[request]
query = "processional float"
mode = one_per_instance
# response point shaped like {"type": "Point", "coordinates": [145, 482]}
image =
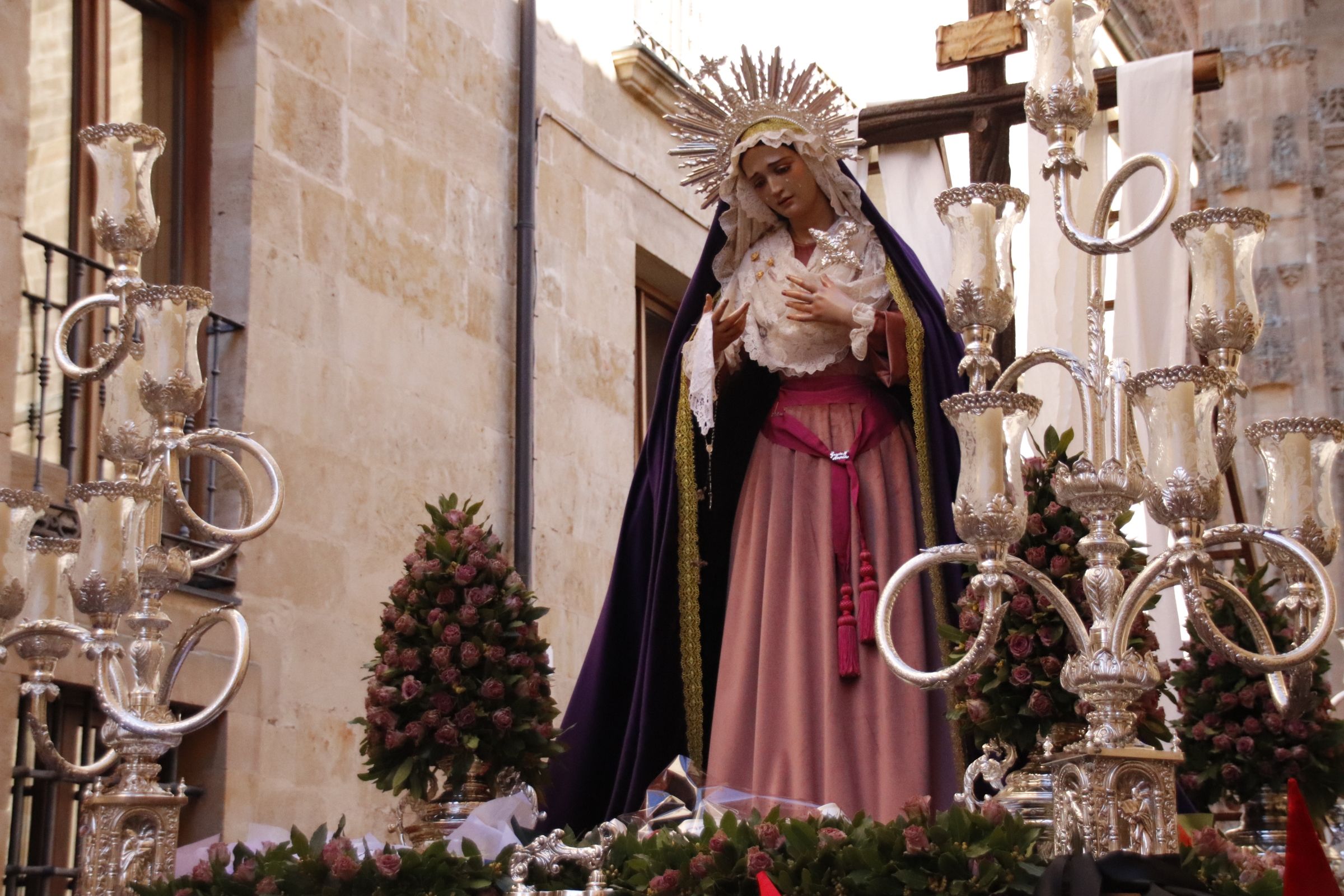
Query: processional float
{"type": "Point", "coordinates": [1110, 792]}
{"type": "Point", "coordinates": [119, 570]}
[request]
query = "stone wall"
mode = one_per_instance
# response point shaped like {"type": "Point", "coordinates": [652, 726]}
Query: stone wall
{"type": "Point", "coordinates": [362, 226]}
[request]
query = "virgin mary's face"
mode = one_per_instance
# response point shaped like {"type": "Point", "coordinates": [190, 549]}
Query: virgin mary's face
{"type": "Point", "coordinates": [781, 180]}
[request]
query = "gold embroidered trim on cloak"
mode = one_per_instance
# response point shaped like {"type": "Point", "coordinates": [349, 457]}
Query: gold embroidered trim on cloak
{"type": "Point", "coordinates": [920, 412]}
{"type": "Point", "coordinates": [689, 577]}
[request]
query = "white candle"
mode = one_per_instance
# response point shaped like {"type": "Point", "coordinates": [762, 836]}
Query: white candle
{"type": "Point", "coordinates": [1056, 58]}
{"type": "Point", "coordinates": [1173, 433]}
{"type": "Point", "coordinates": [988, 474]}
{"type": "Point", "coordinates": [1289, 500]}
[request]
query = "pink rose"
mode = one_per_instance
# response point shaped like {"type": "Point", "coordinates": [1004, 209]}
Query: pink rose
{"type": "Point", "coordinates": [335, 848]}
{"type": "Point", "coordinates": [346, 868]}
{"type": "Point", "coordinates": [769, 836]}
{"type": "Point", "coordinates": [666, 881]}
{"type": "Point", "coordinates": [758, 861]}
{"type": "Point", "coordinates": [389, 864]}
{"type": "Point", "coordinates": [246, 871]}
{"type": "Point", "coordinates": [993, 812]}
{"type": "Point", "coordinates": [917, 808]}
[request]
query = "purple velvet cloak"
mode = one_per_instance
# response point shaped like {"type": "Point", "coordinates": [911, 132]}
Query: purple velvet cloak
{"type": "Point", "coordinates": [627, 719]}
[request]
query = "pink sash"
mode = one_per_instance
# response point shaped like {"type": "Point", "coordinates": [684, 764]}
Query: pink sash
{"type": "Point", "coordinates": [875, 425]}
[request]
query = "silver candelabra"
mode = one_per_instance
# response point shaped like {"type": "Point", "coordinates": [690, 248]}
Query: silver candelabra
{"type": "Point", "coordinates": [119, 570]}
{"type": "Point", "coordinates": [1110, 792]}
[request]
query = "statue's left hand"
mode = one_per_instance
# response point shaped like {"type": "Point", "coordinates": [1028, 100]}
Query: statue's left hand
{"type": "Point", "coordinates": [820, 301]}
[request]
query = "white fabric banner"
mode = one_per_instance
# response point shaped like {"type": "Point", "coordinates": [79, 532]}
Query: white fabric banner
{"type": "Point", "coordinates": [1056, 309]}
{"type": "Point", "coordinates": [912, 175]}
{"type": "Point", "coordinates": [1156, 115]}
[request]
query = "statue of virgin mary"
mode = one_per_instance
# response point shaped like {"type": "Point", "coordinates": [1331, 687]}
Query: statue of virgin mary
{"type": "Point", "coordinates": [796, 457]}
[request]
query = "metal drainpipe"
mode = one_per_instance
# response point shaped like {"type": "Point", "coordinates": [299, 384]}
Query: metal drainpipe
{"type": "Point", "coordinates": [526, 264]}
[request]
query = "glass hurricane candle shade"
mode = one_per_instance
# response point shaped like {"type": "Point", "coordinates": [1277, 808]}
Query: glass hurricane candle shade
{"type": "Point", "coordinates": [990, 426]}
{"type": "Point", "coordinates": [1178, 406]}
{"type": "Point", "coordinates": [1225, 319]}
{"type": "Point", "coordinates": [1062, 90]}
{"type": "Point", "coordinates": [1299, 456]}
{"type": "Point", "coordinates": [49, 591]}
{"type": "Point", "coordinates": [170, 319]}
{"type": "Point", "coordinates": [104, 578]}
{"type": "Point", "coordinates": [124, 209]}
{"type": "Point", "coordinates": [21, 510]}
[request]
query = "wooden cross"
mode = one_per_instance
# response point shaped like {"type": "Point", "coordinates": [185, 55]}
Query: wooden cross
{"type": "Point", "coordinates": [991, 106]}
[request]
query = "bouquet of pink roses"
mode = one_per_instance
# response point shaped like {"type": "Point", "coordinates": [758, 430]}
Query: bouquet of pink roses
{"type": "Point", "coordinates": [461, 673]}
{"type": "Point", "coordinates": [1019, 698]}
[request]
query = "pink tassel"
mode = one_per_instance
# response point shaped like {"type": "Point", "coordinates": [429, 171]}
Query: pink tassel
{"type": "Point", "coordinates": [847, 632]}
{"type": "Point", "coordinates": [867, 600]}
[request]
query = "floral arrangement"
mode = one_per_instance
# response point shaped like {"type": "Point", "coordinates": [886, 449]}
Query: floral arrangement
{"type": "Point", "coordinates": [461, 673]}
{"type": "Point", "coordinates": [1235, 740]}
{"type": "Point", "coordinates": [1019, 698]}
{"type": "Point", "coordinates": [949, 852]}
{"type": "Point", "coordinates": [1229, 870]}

|---|

What you will do:
Pictures stay out; the data above is to be returned exactly.

Written response:
[request]
query = "processional float"
mode = one_per_instance
# response point shaped like {"type": "Point", "coordinates": [145, 482]}
image =
Query: processional float
{"type": "Point", "coordinates": [1110, 792]}
{"type": "Point", "coordinates": [119, 570]}
[request]
query = "stone wall"
mode = one_per_instance
# response point shaped like {"type": "Point", "coordinates": [652, 726]}
Query: stone wall
{"type": "Point", "coordinates": [362, 226]}
[request]
query = "virgin mary's face"
mode = one_per_instance
# response point shaped like {"type": "Point", "coordinates": [190, 549]}
Query: virgin mary's face
{"type": "Point", "coordinates": [781, 180]}
[request]
query = "gold embroidered trim on cloak"
mode = one_per_instance
# response point shaped like {"type": "Point", "coordinates": [349, 457]}
Query: gold embroidered trim on cloak
{"type": "Point", "coordinates": [920, 412]}
{"type": "Point", "coordinates": [689, 577]}
[request]
query = "white candle"
mode = one_per_instance
# response point shaped like {"type": "Point", "coordinates": [762, 836]}
Query: white candle
{"type": "Point", "coordinates": [1056, 58]}
{"type": "Point", "coordinates": [1173, 433]}
{"type": "Point", "coordinates": [988, 474]}
{"type": "Point", "coordinates": [1289, 500]}
[request]
query = "pink rose"
mode = one_per_instance
# response point shaped like {"type": "Point", "coordinates": [1004, 209]}
Query: pink rose
{"type": "Point", "coordinates": [335, 848]}
{"type": "Point", "coordinates": [346, 868]}
{"type": "Point", "coordinates": [769, 836]}
{"type": "Point", "coordinates": [666, 881]}
{"type": "Point", "coordinates": [758, 861]}
{"type": "Point", "coordinates": [389, 864]}
{"type": "Point", "coordinates": [246, 871]}
{"type": "Point", "coordinates": [993, 812]}
{"type": "Point", "coordinates": [917, 808]}
[request]
query = "purple velvet cloak"
mode = one_per_instance
# response point shaped like {"type": "Point", "coordinates": [911, 132]}
Query: purple velvet cloak
{"type": "Point", "coordinates": [627, 719]}
[request]
query = "pink sash"
mode = one_per_instance
# response point shaped like {"type": "Point", "coordinates": [684, 764]}
Query: pink sash
{"type": "Point", "coordinates": [875, 425]}
[request]
query = "silver candelabra"
mode = one_per_instance
# response point shaped like {"type": "Point", "coordinates": [690, 248]}
Query: silver candelabra
{"type": "Point", "coordinates": [119, 570]}
{"type": "Point", "coordinates": [1110, 792]}
[request]
query = "statue's left hand"
mode = one_per_instance
# response point shaped like {"type": "Point", "coordinates": [1028, 100]}
Query: statue's left hand
{"type": "Point", "coordinates": [820, 301]}
[request]
query = "white fabric banner"
mode = one_per_instance
# response point shaped like {"type": "Point", "coordinates": [79, 532]}
Query: white fabric banner
{"type": "Point", "coordinates": [1056, 309]}
{"type": "Point", "coordinates": [912, 175]}
{"type": "Point", "coordinates": [1156, 115]}
[request]
query = "statue of virgin mary"
mode = one_per_instance
# response point shaped like {"type": "Point", "coordinates": [1331, 687]}
Query: statue of virgin mary
{"type": "Point", "coordinates": [796, 457]}
[request]
query = "metal drainpipe"
mode = one_per_instance
# response point shaped like {"type": "Point", "coordinates": [299, 384]}
Query: metal drainpipe
{"type": "Point", "coordinates": [526, 264]}
[request]
query = "glass hurricane candle shade"
mode = one_per_instance
# response point shaped like {"type": "Point", "coordinates": [1277, 808]}
Query: glass hurricane candle shade
{"type": "Point", "coordinates": [990, 426]}
{"type": "Point", "coordinates": [1178, 406]}
{"type": "Point", "coordinates": [1225, 319]}
{"type": "Point", "coordinates": [1062, 90]}
{"type": "Point", "coordinates": [1299, 456]}
{"type": "Point", "coordinates": [49, 591]}
{"type": "Point", "coordinates": [170, 319]}
{"type": "Point", "coordinates": [104, 578]}
{"type": "Point", "coordinates": [124, 209]}
{"type": "Point", "coordinates": [21, 510]}
[request]
query = "wooden cross"
mode = one_per_instance
# response point shaped like {"type": "Point", "coordinates": [185, 55]}
Query: wooden cross
{"type": "Point", "coordinates": [991, 106]}
[request]
query = "bouquet of pink roses"
mode = one_per_instance
# response point shaped like {"type": "Point", "coordinates": [758, 430]}
Query: bouquet of pink roses
{"type": "Point", "coordinates": [461, 673]}
{"type": "Point", "coordinates": [1019, 698]}
[request]
query = "pink tassel"
mode = one_per_instance
# response point shaped like {"type": "Point", "coordinates": [429, 171]}
Query: pink tassel
{"type": "Point", "coordinates": [847, 632]}
{"type": "Point", "coordinates": [867, 600]}
[request]
query = "floral arrangement"
mode = one_per_instance
# response point shaped like {"type": "Point", "coordinates": [886, 449]}
Query: floral arrangement
{"type": "Point", "coordinates": [461, 673]}
{"type": "Point", "coordinates": [1235, 740]}
{"type": "Point", "coordinates": [1019, 698]}
{"type": "Point", "coordinates": [949, 852]}
{"type": "Point", "coordinates": [1229, 870]}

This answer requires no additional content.